▶ **Stated task**: Please gather every line from the entries below that contains the word "Target".

▶ **Data for the task**:
::::

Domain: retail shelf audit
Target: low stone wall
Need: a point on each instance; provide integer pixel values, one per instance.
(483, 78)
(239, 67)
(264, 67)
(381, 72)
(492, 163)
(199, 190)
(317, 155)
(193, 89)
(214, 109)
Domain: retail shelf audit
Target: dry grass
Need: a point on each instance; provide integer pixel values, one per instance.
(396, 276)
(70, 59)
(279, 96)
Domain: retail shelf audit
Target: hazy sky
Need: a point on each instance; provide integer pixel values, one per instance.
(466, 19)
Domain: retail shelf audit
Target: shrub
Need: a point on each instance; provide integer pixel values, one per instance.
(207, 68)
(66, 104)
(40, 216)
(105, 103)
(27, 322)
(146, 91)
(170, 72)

::::

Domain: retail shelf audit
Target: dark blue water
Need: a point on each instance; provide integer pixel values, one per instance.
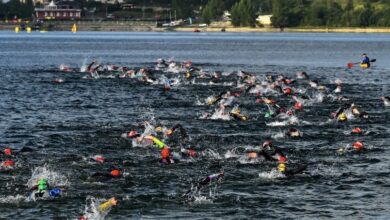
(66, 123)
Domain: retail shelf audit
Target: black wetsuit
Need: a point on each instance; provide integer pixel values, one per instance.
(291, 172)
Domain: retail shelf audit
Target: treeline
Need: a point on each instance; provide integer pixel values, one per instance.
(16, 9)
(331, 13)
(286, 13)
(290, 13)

::::

▶ **Solved exercise**:
Target: low stone wall
Target: dry grass
Target: hazy sky
Target: shrub
Target: dark blue water
Target: black wetsuit
Target: treeline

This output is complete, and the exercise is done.